Swap "iridescent bubble" for "shiny bubble" in the lines running from the line with "TARGET: green wooden block" through the end of the lines, and write out only those lines again with nothing else changed.

(Dataset excerpts on object pointing)
──────────

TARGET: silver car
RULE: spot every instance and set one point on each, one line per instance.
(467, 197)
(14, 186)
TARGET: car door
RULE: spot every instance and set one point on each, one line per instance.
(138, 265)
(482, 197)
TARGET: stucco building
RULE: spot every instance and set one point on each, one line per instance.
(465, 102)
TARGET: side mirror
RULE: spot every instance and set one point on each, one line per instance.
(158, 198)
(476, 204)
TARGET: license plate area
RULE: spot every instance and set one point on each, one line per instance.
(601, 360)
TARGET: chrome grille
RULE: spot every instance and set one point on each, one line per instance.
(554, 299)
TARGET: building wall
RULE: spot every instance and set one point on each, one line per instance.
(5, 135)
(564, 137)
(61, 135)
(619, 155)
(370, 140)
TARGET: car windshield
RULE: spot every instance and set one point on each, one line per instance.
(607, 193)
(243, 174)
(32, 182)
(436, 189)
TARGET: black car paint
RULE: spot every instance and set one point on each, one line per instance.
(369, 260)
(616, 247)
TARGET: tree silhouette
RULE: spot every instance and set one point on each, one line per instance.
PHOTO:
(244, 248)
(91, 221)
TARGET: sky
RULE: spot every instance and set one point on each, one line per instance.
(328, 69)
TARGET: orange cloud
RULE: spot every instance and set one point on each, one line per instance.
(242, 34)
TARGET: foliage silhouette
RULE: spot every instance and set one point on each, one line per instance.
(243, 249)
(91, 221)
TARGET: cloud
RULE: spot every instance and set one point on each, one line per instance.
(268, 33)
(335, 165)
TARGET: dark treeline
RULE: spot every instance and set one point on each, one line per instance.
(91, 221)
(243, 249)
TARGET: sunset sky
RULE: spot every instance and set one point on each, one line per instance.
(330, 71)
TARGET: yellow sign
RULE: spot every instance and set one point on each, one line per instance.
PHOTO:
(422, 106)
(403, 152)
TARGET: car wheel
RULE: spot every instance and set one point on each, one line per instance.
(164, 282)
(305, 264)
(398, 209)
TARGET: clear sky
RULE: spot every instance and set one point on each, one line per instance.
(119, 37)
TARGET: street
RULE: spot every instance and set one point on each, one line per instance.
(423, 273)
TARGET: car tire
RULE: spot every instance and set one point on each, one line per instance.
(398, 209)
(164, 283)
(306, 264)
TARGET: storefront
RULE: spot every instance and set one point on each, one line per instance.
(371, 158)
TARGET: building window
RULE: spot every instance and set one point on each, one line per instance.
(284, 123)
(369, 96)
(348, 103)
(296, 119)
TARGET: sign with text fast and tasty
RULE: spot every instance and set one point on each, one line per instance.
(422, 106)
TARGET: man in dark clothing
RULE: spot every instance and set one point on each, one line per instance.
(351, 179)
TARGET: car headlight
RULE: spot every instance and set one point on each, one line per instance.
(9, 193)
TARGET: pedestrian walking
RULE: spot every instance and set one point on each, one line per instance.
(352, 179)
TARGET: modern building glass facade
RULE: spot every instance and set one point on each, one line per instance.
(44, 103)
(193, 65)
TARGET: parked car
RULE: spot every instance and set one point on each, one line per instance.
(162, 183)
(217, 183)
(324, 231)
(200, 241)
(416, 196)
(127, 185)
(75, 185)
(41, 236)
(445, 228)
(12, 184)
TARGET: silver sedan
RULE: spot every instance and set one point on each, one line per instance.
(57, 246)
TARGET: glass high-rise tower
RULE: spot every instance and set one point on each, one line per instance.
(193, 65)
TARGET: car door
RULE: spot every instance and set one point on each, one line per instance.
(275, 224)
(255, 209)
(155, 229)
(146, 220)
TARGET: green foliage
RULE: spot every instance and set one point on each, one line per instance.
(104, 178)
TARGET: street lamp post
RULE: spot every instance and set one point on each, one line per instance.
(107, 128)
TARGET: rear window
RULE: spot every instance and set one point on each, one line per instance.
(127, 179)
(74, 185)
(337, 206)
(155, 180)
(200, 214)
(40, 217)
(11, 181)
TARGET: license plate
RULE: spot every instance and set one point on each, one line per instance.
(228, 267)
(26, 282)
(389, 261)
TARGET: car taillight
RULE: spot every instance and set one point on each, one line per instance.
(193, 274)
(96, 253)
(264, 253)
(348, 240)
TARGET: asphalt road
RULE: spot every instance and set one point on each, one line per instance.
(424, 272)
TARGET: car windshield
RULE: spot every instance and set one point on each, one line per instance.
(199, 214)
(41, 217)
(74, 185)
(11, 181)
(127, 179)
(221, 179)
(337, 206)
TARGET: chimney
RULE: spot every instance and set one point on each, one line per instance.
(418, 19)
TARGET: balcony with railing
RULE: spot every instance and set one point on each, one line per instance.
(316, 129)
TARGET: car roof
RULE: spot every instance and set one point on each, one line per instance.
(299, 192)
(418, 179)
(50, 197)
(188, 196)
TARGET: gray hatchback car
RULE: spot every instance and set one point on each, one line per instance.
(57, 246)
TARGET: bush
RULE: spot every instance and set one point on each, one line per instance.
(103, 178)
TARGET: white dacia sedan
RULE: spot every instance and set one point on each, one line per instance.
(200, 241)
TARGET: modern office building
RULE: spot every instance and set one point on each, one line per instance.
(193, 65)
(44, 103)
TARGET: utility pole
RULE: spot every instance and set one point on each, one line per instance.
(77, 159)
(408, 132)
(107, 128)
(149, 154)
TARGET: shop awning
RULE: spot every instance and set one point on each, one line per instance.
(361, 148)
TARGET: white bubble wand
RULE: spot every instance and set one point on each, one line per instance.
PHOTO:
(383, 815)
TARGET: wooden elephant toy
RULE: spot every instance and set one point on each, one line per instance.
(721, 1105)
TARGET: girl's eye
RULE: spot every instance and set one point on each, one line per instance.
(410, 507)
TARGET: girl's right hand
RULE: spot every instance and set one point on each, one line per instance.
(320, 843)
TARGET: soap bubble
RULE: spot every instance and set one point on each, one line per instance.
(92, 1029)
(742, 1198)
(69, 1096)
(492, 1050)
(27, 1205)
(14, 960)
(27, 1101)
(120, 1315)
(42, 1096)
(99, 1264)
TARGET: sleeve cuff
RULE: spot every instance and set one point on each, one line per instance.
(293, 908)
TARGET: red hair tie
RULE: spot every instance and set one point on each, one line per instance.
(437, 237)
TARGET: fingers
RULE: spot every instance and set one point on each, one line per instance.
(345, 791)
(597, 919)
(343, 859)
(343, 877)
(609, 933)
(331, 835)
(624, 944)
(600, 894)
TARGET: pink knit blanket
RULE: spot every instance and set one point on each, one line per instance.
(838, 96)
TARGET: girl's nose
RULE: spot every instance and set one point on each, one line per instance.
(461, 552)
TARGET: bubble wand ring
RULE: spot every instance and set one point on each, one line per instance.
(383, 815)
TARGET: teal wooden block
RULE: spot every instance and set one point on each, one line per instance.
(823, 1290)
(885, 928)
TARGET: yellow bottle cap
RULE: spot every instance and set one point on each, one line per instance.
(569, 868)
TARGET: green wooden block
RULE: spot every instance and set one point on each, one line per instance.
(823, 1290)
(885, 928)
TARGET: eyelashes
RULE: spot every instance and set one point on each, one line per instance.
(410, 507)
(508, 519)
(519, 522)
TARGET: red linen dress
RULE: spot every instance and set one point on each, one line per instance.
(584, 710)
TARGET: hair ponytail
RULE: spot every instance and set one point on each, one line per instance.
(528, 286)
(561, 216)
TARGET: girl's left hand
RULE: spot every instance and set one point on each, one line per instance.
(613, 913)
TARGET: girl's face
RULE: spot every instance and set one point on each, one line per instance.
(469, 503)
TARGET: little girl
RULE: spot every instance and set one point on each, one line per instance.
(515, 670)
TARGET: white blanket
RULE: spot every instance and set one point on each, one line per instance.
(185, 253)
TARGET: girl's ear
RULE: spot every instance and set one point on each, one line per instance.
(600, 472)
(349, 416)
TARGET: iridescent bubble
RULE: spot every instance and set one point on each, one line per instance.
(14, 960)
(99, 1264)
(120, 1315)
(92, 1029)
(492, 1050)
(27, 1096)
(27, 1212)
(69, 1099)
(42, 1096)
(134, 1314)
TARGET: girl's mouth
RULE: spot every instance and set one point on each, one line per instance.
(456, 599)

──────────

■ **THE OUTPUT**:
TARGET: green wooden block
RULE: spot every instance and set one point on each, one line per instance.
(823, 1290)
(885, 928)
TARGET: eyelashes
RULE: spot every instance and set one point on each, one line per instance.
(410, 507)
(508, 519)
(519, 522)
TARGET: red linen dress
RULE: spot every instance and set one point on each, one line per instance.
(584, 710)
TARGET: hair ponytail
RULE: spot every instance and set one point on each, one line per instance.
(528, 286)
(561, 216)
TARGET: girl's left hand
RULE: spot every instance and set one point on each, one line per instance.
(613, 913)
TARGET: girl's face
RULE: spot every instance and set one point on each, one line per instance.
(469, 503)
TARGET: little girl
RULE: spot every instance and set one point on each, one line per instance.
(515, 670)
TARGET: white blanket
RULE: spot every instance and set one point on each, one line per instance.
(185, 253)
TARGET: girl's ear
RULE: spot every instance and set one point on each, one line per instance.
(600, 472)
(349, 416)
TARGET: shiny bubble
RULE: spot every instance and set one point on each, one line per instance.
(14, 960)
(99, 1264)
(120, 1315)
(92, 1029)
(492, 1050)
(27, 1096)
(27, 1212)
(69, 1099)
(42, 1096)
(134, 1314)
TARGET: girl's mouth
RULE: spot every instance and set one point on each, one line per instance.
(456, 599)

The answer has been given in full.